(Entries from an annotation dataset)
--- START ---

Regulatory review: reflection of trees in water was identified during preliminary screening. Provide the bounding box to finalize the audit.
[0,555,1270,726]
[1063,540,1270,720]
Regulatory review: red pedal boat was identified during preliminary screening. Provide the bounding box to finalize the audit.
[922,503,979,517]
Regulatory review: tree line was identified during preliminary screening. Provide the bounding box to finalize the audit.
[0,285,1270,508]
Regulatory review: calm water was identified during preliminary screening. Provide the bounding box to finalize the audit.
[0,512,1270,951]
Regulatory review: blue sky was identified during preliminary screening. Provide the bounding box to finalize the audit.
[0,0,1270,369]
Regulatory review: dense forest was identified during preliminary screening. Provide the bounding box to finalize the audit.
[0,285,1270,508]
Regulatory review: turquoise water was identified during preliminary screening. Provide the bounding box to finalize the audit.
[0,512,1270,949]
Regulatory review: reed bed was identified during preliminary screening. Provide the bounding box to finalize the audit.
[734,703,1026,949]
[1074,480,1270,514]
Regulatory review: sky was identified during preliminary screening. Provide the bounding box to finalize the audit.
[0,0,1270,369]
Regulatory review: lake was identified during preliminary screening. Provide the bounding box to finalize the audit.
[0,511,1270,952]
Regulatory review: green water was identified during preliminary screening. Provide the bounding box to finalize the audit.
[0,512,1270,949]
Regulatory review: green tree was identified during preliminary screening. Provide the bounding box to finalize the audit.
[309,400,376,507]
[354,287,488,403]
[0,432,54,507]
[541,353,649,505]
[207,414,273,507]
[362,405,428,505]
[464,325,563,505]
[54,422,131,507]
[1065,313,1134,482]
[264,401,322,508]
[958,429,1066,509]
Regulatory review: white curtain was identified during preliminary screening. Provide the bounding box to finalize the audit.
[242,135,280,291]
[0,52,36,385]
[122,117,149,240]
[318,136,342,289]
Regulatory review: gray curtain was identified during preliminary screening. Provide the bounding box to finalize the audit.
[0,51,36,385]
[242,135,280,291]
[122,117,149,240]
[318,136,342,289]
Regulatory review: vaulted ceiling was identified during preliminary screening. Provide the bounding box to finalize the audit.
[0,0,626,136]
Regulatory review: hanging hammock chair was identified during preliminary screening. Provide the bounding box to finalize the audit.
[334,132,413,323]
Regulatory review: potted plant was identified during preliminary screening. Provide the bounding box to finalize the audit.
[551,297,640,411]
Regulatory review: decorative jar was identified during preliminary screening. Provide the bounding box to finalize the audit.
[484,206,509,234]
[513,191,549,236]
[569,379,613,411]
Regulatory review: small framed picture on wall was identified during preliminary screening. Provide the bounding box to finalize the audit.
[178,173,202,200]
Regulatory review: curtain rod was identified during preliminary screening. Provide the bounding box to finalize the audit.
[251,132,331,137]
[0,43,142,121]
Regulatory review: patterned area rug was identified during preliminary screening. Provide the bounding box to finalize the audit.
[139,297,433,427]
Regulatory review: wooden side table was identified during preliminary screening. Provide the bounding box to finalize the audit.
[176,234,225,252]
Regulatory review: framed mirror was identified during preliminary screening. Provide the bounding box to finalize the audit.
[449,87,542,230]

--- END ---

**TO BE DONE**
Copy out every one of the entries above word for word, changing nothing.

**EXPECTED ANSWER**
Regulatory review: reflection of trees in water was identified during preliminary screening. Provide the bounding box to finalize the audit.
[0,555,1270,726]
[1063,540,1270,720]
Regulatory review: red pedal boat was identified during preliminary screening. Provide the bounding box to finalize the audit.
[922,503,979,517]
Regulatory review: tree line was identified during preliminary screening. Provide the bounding box to finalize the audit.
[0,285,1270,508]
Regulatory review: calm water was identified during preliminary screening. Provide the bounding box to finalize the audit.
[0,512,1270,951]
Regulatory review: blue sky was identified during preliminary screening. Provide the bounding box to finalize the audit.
[0,0,1270,369]
Regulatory review: dense forest was identified during preliminary screening. Provide the bounding box to finalize the audit.
[0,285,1270,508]
Regulatory review: turquoise water was identified during preliminary screening. Provide the bounding box to finalize the audit.
[0,512,1270,949]
Regulatory review: reed bed was identified during preliminary screening. Provide the bounding box to finalize the audit.
[734,703,1026,949]
[1074,480,1270,514]
Regulatory review: sky was identified during preliminary screening. Provide the bounding box to finalize the audit.
[0,0,1270,369]
Regulatory review: lake was identified during preliminary screening. Provide the bounding box to finalize the audit.
[0,511,1270,952]
Regulatory review: green water was identified during preliminary screening. Provide the bounding box to finalize the audit.
[0,512,1270,949]
Regulatory review: green tree was identified during preliminary screening. Provide the bounding box to finalize the audit.
[309,400,376,507]
[354,287,488,403]
[0,432,54,507]
[541,353,649,505]
[207,414,273,507]
[362,405,428,505]
[464,325,563,505]
[54,422,131,507]
[1065,313,1134,482]
[264,401,322,508]
[958,429,1066,509]
Regulatory review: white curtain was identified during preliminary screening. Provide the bounding box to finalize the audit.
[242,135,280,291]
[0,52,36,385]
[122,117,149,240]
[318,136,342,289]
Regulatory review: gray curtain was identified during preliminary screening. Provide the bounding box to finalize the audit.
[0,51,36,385]
[242,135,280,291]
[122,117,149,240]
[318,136,342,289]
Regulatory review: vaulted ceiling was identified during preliminary screening. Provide the bounding box to finalize the audit.
[0,0,626,136]
Regulatory review: hanging hammock chair was identified during preliminary screening. Provide the bounding box to finalize the audit.
[334,132,413,323]
Regulatory review: potted plant was identified during preliminary screening. Provide the bounding box to finalize the audit.
[551,297,640,411]
Regulatory review: decorative jar was identified during preliminary screening. Provide the bounding box to finalize the audit.
[484,206,509,234]
[513,191,549,236]
[569,379,613,411]
Regulatory review: small framed picture on wall was identified during preliminary screening. Provide the bounding box to finalize the audit.
[178,173,202,200]
Regulatory review: curtain rod was identified during preliminary screening. Provide the bounding box to finalize the audit.
[251,132,331,137]
[0,43,142,121]
Regulatory review: patterned area rug was identified during preliminary screening. Provide the bounding box to finalize the audit.
[139,297,433,427]
Regulatory review: wooden side table was identified during preliminary screening. Provide the bounding box to finalize the audit.
[176,234,225,252]
Regulatory review: framed mirror was identified during preliminary screening. Provide the bounding box to finalize the audit.
[449,87,542,230]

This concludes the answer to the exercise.